A run of records:
-*-*-

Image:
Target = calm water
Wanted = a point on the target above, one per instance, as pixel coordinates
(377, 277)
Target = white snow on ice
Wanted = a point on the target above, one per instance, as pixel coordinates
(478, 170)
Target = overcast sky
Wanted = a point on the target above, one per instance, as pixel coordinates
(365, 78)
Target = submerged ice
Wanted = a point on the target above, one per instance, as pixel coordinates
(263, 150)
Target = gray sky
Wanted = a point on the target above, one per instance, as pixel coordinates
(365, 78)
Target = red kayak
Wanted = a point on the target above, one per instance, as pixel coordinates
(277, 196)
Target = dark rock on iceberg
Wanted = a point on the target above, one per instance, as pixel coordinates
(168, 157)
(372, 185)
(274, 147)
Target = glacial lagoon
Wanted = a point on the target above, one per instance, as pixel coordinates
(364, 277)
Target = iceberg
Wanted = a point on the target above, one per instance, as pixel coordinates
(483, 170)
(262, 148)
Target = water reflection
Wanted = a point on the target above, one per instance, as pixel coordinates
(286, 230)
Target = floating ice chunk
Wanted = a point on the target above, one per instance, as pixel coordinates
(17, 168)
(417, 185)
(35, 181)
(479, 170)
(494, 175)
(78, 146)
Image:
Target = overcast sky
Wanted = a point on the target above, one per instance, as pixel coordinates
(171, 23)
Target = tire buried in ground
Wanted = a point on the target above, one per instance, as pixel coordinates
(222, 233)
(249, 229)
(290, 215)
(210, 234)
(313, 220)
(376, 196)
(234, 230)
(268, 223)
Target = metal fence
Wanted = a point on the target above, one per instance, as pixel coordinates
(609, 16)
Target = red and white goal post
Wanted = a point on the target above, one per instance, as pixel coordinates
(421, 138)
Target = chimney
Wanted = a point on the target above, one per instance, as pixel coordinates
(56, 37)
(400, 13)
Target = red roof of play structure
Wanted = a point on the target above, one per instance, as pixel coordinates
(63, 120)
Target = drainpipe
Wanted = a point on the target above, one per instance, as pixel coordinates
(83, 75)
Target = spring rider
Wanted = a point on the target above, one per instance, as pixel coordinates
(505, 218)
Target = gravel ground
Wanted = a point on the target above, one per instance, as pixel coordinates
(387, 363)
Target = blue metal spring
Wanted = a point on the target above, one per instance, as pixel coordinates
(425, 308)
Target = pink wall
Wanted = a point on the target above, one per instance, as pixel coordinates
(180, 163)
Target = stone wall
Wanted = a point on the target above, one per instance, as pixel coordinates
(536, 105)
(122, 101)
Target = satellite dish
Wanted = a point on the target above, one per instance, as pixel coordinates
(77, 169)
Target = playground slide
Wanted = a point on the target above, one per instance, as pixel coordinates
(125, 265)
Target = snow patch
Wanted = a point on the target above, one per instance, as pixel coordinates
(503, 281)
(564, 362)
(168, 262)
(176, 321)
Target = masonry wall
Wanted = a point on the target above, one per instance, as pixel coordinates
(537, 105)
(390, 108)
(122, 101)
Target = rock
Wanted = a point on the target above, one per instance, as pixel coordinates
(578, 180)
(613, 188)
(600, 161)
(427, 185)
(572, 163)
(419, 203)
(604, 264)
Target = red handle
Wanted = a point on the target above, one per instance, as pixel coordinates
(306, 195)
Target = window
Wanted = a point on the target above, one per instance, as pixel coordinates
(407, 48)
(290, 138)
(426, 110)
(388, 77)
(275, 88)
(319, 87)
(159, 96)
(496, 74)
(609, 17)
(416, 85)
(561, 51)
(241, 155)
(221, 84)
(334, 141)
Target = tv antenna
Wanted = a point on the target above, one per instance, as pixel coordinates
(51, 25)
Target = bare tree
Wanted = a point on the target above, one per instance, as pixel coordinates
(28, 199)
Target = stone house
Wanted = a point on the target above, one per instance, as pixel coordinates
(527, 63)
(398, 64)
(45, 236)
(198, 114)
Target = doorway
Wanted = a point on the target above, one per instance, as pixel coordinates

-*-*-

Recast the lines of the records, from the line containing "Target = stone house" through the last line of the records, as a JSON list of strings with one string per line and any blank lines left out.

▸ Problem solution
[
  "Target = stone house",
  "Wanted = a point on the target above, one per instance, as pixel coordinates",
  "(527, 63)",
  "(398, 64)",
  "(45, 236)",
  "(198, 114)",
  "Target = doorway",
  "Wanted = a point on the target above, one per instance, as pixel coordinates"
]